K. T. Achuthan (April 1911 – 8 January 1999) was an Indian politician from Kerala and a leader in the Indian National Congress. He served as Minister for Transport & Labour in both R. Sankar ministry and Pattom Thanu Pillai ministry.

Biography 
Shri. K.T. Achuthan, advocate and senior Congress leader, was born as the son of Shri. Theyyan Vaidyar and Smt. Madhavi in April 1911. Shri Achuthan had served as a Member of Kochi Legislative Assembly from 1943 to 1949, and Travancore-Cochin Legislative Assembly from 1949 to 1951.

**Data records**.

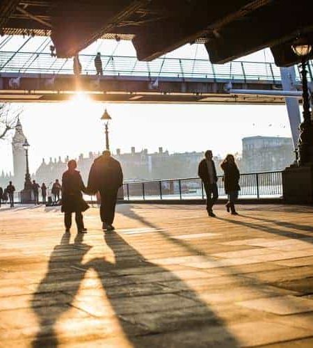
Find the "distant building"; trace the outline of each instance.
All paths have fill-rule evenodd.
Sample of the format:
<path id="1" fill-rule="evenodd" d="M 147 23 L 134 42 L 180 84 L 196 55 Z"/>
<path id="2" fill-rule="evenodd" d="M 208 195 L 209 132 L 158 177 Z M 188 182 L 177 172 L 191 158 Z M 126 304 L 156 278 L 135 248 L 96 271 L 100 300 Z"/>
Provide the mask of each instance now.
<path id="1" fill-rule="evenodd" d="M 291 138 L 249 136 L 242 139 L 242 173 L 282 171 L 294 161 Z"/>

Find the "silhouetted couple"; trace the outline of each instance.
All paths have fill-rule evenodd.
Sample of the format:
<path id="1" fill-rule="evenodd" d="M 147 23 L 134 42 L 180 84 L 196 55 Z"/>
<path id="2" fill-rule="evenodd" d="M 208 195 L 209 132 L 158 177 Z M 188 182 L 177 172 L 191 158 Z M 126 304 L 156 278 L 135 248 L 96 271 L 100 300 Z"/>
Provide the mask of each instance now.
<path id="1" fill-rule="evenodd" d="M 115 210 L 118 189 L 123 182 L 123 175 L 120 162 L 114 159 L 110 151 L 104 151 L 91 166 L 88 187 L 86 187 L 80 173 L 76 170 L 76 161 L 67 164 L 68 170 L 62 177 L 62 212 L 65 213 L 65 230 L 69 232 L 72 225 L 72 214 L 75 213 L 75 220 L 79 232 L 86 233 L 82 212 L 89 207 L 83 200 L 82 193 L 95 194 L 101 198 L 100 217 L 102 229 L 114 230 L 113 222 Z"/>
<path id="2" fill-rule="evenodd" d="M 218 177 L 215 164 L 213 161 L 213 154 L 210 150 L 204 153 L 204 158 L 199 164 L 198 175 L 203 182 L 205 193 L 207 196 L 207 210 L 209 216 L 215 217 L 213 212 L 213 205 L 218 198 L 218 190 L 217 187 Z M 224 171 L 224 187 L 225 191 L 228 195 L 228 202 L 226 204 L 226 209 L 232 214 L 236 215 L 234 203 L 238 198 L 238 191 L 240 190 L 239 177 L 240 173 L 236 165 L 234 156 L 227 155 L 220 165 Z"/>

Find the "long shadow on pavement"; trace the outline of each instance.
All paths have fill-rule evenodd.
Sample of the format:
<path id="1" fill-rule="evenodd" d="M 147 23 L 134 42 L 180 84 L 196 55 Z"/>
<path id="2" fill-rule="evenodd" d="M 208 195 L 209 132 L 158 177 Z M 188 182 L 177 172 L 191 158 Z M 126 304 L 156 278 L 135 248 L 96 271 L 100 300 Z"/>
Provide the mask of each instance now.
<path id="1" fill-rule="evenodd" d="M 77 271 L 70 268 L 79 267 L 91 248 L 83 244 L 83 236 L 77 235 L 74 243 L 70 244 L 70 234 L 65 232 L 50 255 L 47 274 L 31 300 L 31 308 L 40 326 L 33 347 L 58 347 L 55 325 L 61 315 L 70 309 L 63 291 L 70 286 L 71 292 L 76 294 L 85 276 L 83 269 Z M 68 271 L 65 272 L 66 268 Z"/>
<path id="2" fill-rule="evenodd" d="M 108 271 L 103 258 L 88 265 L 132 347 L 239 347 L 223 321 L 173 272 L 145 260 L 116 232 L 106 234 L 105 242 L 115 255 L 109 272 L 127 283 L 112 287 L 101 276 Z"/>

**Instructions to follow**.
Translate this sentence from the biography of K. T. Achuthan into Spanish: "Shri Achuthan had served as a Member of Kochi Legislative Assembly from 1943 to 1949, and Travancore-Cochin Legislative Assembly from 1949 to 1951."

**Complete response**.
Shri Achuthan había sido miembro de la Asamblea Legislativa de Kochi de 1943 a 1949, y de la Asamblea Legislativa de Travancore-Cochin de 1949 a 1951.